▶ Votre objectif
Recopiez à l'identique les lignes du matériel, de celle qui contient « Can you find the corrugated metal » jusqu'à la fin du matériel, ces deux bornes comprises.

***** Données fournies

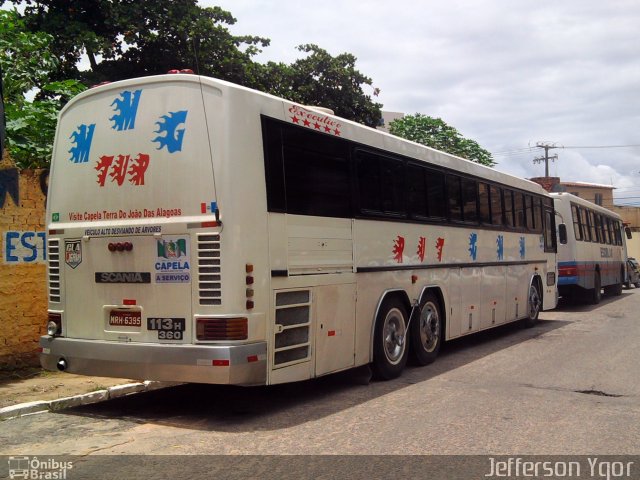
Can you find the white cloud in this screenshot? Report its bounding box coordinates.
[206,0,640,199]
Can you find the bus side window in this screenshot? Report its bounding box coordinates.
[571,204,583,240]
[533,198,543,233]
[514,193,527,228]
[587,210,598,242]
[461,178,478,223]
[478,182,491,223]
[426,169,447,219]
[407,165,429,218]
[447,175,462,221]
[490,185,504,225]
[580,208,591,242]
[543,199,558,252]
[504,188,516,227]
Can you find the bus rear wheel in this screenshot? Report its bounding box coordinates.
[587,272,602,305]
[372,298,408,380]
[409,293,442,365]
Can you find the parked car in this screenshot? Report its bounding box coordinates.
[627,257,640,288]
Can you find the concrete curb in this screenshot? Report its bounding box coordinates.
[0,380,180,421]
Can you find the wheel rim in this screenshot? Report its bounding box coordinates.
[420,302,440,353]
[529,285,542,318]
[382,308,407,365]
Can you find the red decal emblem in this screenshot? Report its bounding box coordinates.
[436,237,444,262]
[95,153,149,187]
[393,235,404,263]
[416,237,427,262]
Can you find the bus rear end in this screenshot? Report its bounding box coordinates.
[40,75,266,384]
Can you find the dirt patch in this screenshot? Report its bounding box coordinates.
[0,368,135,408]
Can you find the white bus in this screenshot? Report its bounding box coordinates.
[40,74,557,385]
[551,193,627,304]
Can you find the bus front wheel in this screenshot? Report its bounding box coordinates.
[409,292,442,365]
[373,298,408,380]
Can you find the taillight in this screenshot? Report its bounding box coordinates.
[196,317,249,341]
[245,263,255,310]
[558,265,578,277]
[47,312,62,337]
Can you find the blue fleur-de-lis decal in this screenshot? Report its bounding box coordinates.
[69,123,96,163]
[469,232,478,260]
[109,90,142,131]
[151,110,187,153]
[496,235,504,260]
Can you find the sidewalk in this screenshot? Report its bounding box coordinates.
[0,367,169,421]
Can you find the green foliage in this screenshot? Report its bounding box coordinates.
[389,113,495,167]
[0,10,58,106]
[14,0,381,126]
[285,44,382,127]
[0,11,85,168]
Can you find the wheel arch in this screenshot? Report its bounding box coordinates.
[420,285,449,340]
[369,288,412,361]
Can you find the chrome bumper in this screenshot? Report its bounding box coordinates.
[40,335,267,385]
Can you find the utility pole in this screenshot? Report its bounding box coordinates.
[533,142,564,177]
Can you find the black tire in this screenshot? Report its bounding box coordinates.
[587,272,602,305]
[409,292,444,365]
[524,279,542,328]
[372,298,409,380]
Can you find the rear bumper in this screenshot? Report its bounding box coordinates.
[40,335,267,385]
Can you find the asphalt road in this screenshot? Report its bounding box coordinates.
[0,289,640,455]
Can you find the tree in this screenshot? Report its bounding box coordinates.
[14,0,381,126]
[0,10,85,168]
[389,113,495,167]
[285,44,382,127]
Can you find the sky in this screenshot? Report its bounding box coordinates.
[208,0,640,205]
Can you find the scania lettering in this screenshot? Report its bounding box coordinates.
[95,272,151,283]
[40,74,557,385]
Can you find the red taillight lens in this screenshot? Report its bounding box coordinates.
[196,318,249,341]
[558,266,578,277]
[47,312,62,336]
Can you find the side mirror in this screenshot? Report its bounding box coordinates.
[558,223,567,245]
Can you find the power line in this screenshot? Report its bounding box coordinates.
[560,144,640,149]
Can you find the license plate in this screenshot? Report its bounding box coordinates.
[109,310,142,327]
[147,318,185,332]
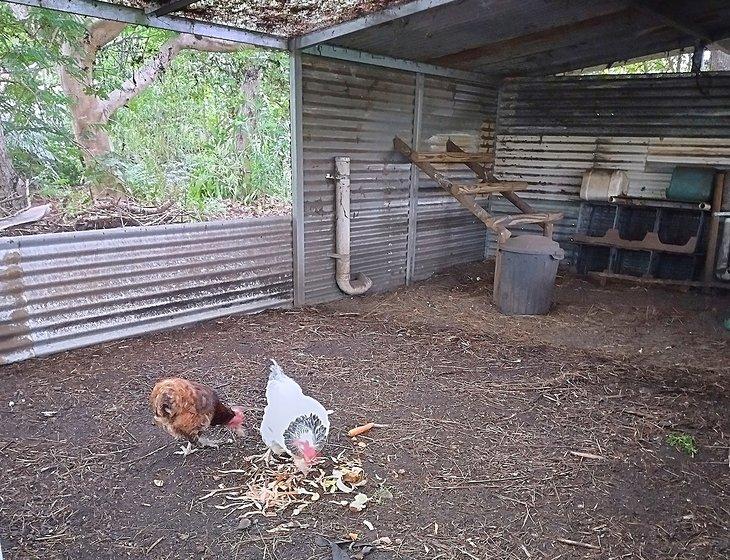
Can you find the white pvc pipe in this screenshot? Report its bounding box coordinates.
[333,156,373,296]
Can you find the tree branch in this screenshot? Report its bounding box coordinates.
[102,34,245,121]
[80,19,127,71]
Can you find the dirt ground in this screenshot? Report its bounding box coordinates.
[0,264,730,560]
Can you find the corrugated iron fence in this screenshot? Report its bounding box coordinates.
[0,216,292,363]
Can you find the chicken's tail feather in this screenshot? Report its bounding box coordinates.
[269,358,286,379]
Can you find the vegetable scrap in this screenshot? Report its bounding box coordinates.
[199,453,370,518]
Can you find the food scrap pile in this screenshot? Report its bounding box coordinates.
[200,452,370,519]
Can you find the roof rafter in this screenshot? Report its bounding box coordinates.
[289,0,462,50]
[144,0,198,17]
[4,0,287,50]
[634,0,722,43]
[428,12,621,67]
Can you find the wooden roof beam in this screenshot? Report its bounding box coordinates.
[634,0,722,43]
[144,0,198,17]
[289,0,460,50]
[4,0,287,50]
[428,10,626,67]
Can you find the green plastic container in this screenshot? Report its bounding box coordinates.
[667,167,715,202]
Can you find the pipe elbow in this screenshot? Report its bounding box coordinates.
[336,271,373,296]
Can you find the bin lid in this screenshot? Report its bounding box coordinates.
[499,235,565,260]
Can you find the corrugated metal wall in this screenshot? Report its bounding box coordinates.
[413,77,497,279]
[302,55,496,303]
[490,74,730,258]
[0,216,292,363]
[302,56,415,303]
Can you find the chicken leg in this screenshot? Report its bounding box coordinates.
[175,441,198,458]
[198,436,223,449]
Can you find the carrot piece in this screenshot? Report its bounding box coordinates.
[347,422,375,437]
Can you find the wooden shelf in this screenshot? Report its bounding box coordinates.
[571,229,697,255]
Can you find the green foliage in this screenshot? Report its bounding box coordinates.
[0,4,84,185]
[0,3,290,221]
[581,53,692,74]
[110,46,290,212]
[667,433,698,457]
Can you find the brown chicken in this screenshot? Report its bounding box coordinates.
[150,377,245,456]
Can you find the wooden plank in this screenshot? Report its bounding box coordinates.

**********

▶ Résultat final
Can you find the corrugated metal wall in this screenshot? Report its bounding box coordinates.
[413,77,497,279]
[302,55,496,303]
[490,74,730,258]
[0,216,292,363]
[302,56,415,303]
Can you find the chicken leg in this screenshot? Report its bounding box coordinates.
[175,441,198,458]
[198,436,223,449]
Can you find the carrot piece in this screenshot? Report its bounding box coordinates.
[347,422,375,437]
Can you find the wooden shelf in this screenshot? Report its bounding box coordinates.
[571,229,697,255]
Can you find the green foliage in this screenshot? Report its bounding box coordinates.
[0,4,84,185]
[0,3,290,221]
[581,53,692,74]
[110,46,290,212]
[667,433,698,457]
Can you find the brown chicken in this screenshot? Report its bounding box coordinates.
[150,377,245,456]
Can you find the wooden plank in this screenshot? Report its bounding box coordinates.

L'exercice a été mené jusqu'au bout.